Transcribe all of the material below word for word and leave out its pictures.
## BEGIN DATA FOR THIS EXERCISE
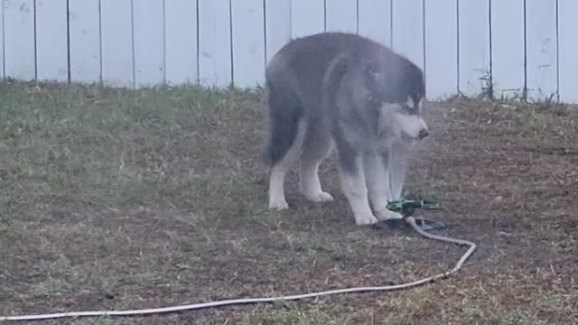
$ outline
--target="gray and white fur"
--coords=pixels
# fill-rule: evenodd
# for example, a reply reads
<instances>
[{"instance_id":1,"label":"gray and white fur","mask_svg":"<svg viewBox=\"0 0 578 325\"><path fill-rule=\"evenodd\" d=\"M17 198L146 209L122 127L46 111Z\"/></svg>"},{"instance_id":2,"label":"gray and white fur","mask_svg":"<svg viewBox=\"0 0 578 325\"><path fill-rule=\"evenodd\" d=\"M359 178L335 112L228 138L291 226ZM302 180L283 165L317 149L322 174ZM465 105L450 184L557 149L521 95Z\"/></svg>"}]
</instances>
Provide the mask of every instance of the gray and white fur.
<instances>
[{"instance_id":1,"label":"gray and white fur","mask_svg":"<svg viewBox=\"0 0 578 325\"><path fill-rule=\"evenodd\" d=\"M428 135L420 68L368 38L322 32L284 45L267 65L266 88L270 209L288 208L284 179L296 162L305 198L332 200L318 169L335 152L356 224L401 218L386 206L401 196L410 144Z\"/></svg>"}]
</instances>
## END DATA FOR THIS EXERCISE
**WRITTEN RESPONSE**
$ outline
--target="gray and white fur"
--coords=pixels
# fill-rule: evenodd
# for example, a reply reads
<instances>
[{"instance_id":1,"label":"gray and white fur","mask_svg":"<svg viewBox=\"0 0 578 325\"><path fill-rule=\"evenodd\" d=\"M17 198L146 209L122 127L46 111Z\"/></svg>"},{"instance_id":2,"label":"gray and white fur","mask_svg":"<svg viewBox=\"0 0 578 325\"><path fill-rule=\"evenodd\" d=\"M359 178L335 112L228 138L291 226ZM302 180L283 165L317 149L322 174ZM465 105L450 184L557 149L521 95Z\"/></svg>"}]
</instances>
Provide the mask of every instance of the gray and white fur.
<instances>
[{"instance_id":1,"label":"gray and white fur","mask_svg":"<svg viewBox=\"0 0 578 325\"><path fill-rule=\"evenodd\" d=\"M428 135L420 68L368 38L322 32L284 45L267 65L266 88L270 209L288 208L284 179L296 162L305 198L332 200L318 169L335 152L356 224L401 218L386 206L401 196L410 144Z\"/></svg>"}]
</instances>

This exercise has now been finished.